Assignment » Retype the complete listing without any change.

==== Data for this exercise

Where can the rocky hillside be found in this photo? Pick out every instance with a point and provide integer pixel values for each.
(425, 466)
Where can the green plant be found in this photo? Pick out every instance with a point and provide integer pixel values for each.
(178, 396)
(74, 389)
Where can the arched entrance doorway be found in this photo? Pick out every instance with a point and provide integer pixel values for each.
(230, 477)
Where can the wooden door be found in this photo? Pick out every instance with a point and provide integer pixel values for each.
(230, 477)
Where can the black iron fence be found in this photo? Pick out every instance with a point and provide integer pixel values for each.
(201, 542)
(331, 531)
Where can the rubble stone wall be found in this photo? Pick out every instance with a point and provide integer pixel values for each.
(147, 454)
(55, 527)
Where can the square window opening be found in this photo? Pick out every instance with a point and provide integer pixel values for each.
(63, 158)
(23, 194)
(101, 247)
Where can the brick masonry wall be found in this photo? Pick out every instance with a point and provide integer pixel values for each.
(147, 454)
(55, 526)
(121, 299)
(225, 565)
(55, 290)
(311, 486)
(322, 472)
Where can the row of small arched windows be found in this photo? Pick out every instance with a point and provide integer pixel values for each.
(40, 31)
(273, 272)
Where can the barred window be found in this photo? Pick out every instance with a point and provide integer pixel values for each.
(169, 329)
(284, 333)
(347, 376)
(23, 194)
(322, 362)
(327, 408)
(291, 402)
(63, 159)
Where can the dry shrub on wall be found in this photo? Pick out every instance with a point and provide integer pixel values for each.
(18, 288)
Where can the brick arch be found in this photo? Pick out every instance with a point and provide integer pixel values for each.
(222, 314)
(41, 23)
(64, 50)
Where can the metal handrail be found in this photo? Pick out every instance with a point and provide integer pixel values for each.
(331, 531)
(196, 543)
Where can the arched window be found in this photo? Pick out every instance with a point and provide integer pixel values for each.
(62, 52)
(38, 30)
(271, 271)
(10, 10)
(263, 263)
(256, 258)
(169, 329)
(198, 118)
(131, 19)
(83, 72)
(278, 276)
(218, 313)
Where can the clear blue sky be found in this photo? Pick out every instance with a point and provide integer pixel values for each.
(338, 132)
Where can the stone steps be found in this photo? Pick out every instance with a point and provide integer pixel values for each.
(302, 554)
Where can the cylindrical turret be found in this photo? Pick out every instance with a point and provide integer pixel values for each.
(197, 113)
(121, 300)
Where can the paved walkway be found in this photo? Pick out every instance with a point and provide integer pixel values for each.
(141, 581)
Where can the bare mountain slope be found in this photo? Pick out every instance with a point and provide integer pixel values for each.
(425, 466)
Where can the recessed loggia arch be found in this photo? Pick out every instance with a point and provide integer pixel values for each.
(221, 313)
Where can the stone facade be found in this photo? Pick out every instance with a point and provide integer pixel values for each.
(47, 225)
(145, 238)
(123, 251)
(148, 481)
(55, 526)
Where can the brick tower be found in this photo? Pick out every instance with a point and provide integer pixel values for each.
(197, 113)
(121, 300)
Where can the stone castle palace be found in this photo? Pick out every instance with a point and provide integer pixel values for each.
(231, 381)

========

Result of the task »
Where can the rocky hillside be found in this photo? Pick out every instance with a point and provide integer pixel values for each.
(425, 466)
Where can the green plant be found in this photo? Pick out every instance with a point and provide integer pixel values for each.
(178, 396)
(74, 389)
Where can the arched entrance doorway be found in this photo? Pick out every instance with a point and provide integer pixel values for each.
(230, 477)
Where can the wooden door be found in this photo? Pick out every instance with a point and provide integer pixel values for each.
(230, 477)
Where can the black iron fence be found in this photo? Pick out every instance with a point and provide integer pixel values for each.
(201, 542)
(331, 531)
Where can the rubble stone wall be found in this photo? Pick out every instance with a point and provide integer pixel values for each.
(147, 454)
(55, 527)
Where can the square window opening be found in this photo? Pick out every instance with a point and provide integer pixel values for each.
(63, 158)
(23, 194)
(101, 247)
Where can the brick masonry wall be found in this photo? Pick out every instance with a point and provide integer pixel values for each.
(147, 454)
(55, 526)
(121, 299)
(225, 565)
(55, 290)
(311, 486)
(322, 472)
Where can the row of small arched windows be found in this photo? Pick out every instance with a point and provide integer pixel values for each.
(40, 31)
(273, 272)
Where can the barred window be found in this photo? Pick out every instance with a point and provide integer pixel values for each.
(169, 329)
(284, 333)
(347, 376)
(23, 194)
(322, 362)
(327, 408)
(291, 402)
(63, 159)
Where can the dry shrub on wall be found in this photo? Pick out every instance with a point and provide integer pixel values for each.
(18, 288)
Where can the brick arch be found in this photo? Pick out every instance with a point and provide integer pixel values for each.
(222, 314)
(41, 23)
(64, 50)
Where can the metal handrail be found in this photo? Pick out every instance with a point and provide integer pixel values for each.
(331, 531)
(196, 543)
Where can the arched window be found in this photo? Pick out every instance with a point and provide integer pixel values for each.
(62, 52)
(38, 30)
(271, 271)
(10, 10)
(263, 263)
(256, 258)
(169, 329)
(198, 118)
(131, 19)
(83, 72)
(278, 276)
(218, 313)
Where can the clear blue sky be found in this photo? Pick out every instance with a point and provide integer pixel values for each.
(338, 132)
Where can the stone steps be found in this photo? Pick out every instance with a point and provide integer pixel values for each.
(302, 554)
Where can the cylindrical turret be found in this photo? Pick out every instance with a point and provide integer pixel values for each.
(197, 113)
(121, 300)
Where can the paved walkway be found in this photo? Pick out every instance with a point and provide integer pixel values for each.
(141, 581)
Where can the bare mountain slope be found in this photo? Pick out every instance with a point and provide integer pixel values for each.
(425, 466)
Where can the recessed loggia arch be found in this photo? Pick out every instance with a point and provide integer pixel values for each.
(221, 313)
Where can the stone facade be found in this photo? Pick out every instance with a point and provide integer pixel values for each.
(47, 225)
(145, 238)
(123, 251)
(148, 481)
(55, 526)
Where can the brick tower be found in this photo? Pick out every instance with a point and provide integer pixel values for each.
(197, 113)
(121, 300)
Where can the stone castle palace be found in this photo? Pick out every instance with a point and provide integer pixel values for each.
(231, 381)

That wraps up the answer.